● TASKS TO CARRY OUT
[A] According to the Elbphilharmonie text, when did the temporary building stop happen?
[B] In the records, revise the part that opens with the line containing "One point lands on each instance of the small pink" and runs through the end of the records, putting "flower" in place of "blossom" and keeping everything else the same. Return only that part.

● PROVIDED TEXT
-- -- --

Here's some more information from Herzog & de Meuron:


Contribution to La Biennale di Venezia. 13. Mostra Internazionale di Architettura: Common Ground
Herzog & de Meuron. Elbphilharmonie - The construction site as a common ground of diverging interests.

The history of the Elbphilharmonie is an almost incredible example of a bottom-up democratic project, informed with euphoric energy, driven by architectural beauty, cultural-political vision, and civic pride. This energy exhausted itself in the face of exploding building costs and seemingly endless prolonged construction, culminating in a temporary building stop in November 2011. The large-scale construction site increasingly mutated into a battlefield involving the three main players: the client (the City of Hamburg, and its representative ReGe), the general contractor, and the architect/general planner. Ideally, the construction site of every building project is a platform of interaction that engages these three main forces; in this case, it relentlessly exposed conflicting interests and requirements. The story of the Elbphilharmonie provides, as an example, an insight into the extremes that mark the reality of planning and building today.

Our installation for the Biennale presents the project without taking a stand or attempting to analyze the complexities of its evolution. The only comments provided are uncensored press reports, demonstrating that this project has been a focus of public interest and ongoing debate for years. The installation includes representations of the complex building services; camera shots walking through the construction site; and large-scale models, whose spatial and physical presence represent what the architects wished and still wish to foreground: architecture.

-- -- --

● SUPPLIED RECORDS
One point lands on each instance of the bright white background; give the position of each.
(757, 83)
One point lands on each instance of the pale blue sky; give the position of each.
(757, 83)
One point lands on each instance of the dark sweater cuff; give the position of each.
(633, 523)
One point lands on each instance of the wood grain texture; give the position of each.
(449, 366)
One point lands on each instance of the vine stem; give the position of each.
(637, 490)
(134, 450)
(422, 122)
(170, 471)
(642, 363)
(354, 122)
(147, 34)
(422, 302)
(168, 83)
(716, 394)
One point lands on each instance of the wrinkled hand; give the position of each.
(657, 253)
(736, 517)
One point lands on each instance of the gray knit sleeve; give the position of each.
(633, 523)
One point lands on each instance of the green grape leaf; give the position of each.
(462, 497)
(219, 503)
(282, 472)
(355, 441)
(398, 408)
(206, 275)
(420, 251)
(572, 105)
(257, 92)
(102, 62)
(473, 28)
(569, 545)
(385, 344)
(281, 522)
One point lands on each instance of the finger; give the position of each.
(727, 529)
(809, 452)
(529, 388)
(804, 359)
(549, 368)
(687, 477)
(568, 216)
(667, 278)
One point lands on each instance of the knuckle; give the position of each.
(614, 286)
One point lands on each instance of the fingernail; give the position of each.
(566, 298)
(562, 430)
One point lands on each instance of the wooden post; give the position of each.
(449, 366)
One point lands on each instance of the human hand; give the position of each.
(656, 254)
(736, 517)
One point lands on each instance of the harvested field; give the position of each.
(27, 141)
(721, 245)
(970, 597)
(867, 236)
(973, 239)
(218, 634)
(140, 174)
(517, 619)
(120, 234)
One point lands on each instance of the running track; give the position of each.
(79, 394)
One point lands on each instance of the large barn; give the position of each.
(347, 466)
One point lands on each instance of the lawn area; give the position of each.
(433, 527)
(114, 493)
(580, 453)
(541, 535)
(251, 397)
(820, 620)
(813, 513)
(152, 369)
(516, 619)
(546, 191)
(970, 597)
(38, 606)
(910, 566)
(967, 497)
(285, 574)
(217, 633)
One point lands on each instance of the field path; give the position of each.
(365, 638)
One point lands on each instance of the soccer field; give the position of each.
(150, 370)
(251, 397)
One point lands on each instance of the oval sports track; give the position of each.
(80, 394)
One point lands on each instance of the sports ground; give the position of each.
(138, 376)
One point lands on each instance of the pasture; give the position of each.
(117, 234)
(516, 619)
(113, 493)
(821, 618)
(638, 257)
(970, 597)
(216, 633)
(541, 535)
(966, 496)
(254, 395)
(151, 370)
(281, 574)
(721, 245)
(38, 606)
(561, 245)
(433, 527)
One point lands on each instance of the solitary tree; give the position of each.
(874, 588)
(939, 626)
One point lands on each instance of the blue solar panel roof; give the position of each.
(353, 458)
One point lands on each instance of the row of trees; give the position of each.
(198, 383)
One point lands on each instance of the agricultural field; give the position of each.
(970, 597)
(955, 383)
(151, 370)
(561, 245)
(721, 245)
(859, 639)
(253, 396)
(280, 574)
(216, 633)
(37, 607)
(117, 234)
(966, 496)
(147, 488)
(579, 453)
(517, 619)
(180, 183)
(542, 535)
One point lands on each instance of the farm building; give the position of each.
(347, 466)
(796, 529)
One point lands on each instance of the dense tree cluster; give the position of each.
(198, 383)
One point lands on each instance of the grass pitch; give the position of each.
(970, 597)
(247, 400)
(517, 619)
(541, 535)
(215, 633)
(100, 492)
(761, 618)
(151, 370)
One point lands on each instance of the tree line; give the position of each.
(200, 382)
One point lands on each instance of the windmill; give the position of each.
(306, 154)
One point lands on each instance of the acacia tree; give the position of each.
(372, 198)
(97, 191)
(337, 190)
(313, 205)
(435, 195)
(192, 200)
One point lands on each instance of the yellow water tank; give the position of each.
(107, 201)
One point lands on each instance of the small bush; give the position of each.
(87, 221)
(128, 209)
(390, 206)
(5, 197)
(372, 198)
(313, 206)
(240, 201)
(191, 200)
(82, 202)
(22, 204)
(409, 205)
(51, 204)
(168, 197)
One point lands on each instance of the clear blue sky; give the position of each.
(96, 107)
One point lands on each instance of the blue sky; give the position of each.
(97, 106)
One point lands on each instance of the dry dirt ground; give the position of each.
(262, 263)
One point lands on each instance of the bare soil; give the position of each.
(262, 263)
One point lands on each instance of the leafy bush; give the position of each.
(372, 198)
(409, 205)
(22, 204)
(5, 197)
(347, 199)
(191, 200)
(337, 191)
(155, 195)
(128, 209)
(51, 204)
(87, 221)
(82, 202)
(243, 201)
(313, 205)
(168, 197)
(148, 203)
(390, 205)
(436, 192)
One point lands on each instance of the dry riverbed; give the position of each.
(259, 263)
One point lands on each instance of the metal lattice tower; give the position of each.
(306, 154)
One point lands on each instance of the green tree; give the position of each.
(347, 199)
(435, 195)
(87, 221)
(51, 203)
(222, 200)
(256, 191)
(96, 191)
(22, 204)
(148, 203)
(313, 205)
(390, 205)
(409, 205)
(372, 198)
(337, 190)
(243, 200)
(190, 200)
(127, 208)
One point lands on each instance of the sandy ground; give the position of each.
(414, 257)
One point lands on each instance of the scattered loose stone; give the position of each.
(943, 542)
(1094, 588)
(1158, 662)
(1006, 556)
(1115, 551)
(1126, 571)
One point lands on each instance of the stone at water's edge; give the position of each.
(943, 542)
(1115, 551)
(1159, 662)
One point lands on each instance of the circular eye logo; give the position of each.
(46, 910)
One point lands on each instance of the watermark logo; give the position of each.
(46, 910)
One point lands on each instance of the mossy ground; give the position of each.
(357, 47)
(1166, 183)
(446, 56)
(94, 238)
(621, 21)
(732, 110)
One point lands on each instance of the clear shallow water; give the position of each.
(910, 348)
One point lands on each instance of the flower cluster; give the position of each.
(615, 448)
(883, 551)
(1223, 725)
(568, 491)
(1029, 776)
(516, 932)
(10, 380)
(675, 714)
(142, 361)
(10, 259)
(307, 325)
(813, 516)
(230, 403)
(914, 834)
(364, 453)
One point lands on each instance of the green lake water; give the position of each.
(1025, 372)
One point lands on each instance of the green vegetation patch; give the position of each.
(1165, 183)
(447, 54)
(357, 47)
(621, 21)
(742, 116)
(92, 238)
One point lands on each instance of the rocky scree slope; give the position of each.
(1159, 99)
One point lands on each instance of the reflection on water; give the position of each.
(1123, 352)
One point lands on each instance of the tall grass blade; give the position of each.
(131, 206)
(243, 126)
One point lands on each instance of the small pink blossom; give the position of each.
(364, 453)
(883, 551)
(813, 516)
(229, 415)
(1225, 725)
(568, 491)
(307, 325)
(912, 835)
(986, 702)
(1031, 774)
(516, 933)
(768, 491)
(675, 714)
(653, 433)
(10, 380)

-- -- --

● TASK RESULTS
[A] November 2011

[B]
One point lands on each instance of the small pink flower; give the position of each.
(364, 453)
(883, 551)
(813, 516)
(229, 415)
(1225, 725)
(568, 491)
(307, 325)
(912, 835)
(986, 702)
(1031, 774)
(516, 933)
(768, 491)
(675, 714)
(653, 433)
(10, 380)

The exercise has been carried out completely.